WORK TASK: Your copy of the data should match it exactly, except that the pictures are gone.

Records excerpted from a collection
☆ ☆ ☆ ☆
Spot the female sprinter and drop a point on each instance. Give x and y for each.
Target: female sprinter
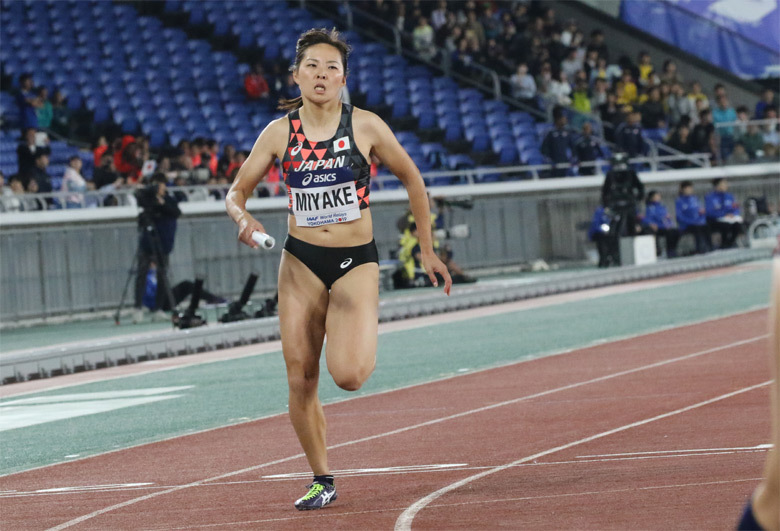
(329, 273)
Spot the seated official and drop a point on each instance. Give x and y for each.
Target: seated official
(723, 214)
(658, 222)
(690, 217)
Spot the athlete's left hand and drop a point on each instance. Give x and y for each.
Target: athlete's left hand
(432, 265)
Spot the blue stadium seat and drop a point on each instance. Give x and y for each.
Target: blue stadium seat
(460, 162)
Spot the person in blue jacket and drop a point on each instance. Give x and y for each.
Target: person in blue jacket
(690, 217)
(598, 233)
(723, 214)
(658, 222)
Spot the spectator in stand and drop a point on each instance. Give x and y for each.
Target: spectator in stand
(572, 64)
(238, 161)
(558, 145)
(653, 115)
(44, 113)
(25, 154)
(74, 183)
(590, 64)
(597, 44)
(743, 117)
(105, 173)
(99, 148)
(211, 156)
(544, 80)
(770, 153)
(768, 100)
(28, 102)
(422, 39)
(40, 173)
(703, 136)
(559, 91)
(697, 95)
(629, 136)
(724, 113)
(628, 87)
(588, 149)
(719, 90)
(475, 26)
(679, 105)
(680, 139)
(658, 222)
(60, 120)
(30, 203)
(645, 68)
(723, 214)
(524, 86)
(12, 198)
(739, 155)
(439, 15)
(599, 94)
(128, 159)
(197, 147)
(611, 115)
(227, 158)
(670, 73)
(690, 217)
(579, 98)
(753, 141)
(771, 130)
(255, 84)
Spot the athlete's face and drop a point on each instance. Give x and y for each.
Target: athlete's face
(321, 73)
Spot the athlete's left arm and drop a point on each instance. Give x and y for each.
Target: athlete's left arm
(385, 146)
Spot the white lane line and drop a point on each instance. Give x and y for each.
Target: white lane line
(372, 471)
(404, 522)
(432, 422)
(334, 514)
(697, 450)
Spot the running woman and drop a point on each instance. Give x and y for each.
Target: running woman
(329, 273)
☆ ☆ ☆ ☆
SOLUTION TO THIS TASK:
Spot the female sprinter and drop a point on each instance. Give x and y for each.
Target: female sprinter
(329, 273)
Spot the seated official and drop a point on each instance. Give x and y for each.
Target: seated official
(723, 214)
(658, 222)
(690, 217)
Spot the athlete's left hand and drop a point on each instance. Give x and y for each.
Target: athlete's left hand
(432, 265)
Spot the blue stadium seat and drop a point on each instance. Give x and y for each.
Target: blue stadium seat
(460, 162)
Spot the person in blue jacket and drop a point on each instance. Give x and y for each.
Target: person in blue jacket
(690, 217)
(598, 233)
(723, 214)
(658, 222)
Spot the spectator in stand and drop a point on each instance. Give x and y for each.
Target: spectator in stand
(572, 64)
(238, 161)
(558, 145)
(653, 115)
(44, 113)
(25, 154)
(74, 183)
(590, 64)
(597, 44)
(743, 117)
(105, 173)
(99, 148)
(211, 156)
(544, 80)
(770, 153)
(768, 100)
(28, 102)
(422, 39)
(40, 173)
(703, 136)
(559, 91)
(697, 95)
(629, 136)
(724, 113)
(628, 87)
(588, 149)
(719, 90)
(475, 26)
(679, 105)
(680, 139)
(658, 222)
(60, 120)
(30, 203)
(645, 68)
(723, 214)
(524, 86)
(12, 198)
(739, 155)
(439, 15)
(599, 94)
(128, 159)
(197, 147)
(611, 115)
(227, 158)
(670, 73)
(690, 217)
(579, 98)
(753, 141)
(771, 130)
(255, 84)
Spot the athlete's face and drop a point on each instance. Give x and y for each.
Target: athlete's face
(321, 73)
Spot the athlete's left arm and drop a point on each instance. Give x and y for each.
Target: athlete's left arm
(385, 146)
Spot the white lane line and drop a point on each instance. Give x and y for each.
Target: white lane line
(372, 471)
(404, 522)
(432, 422)
(334, 514)
(697, 450)
Spot the running woman and drop a point on each instance. Give x and y for each.
Target: running woman
(329, 273)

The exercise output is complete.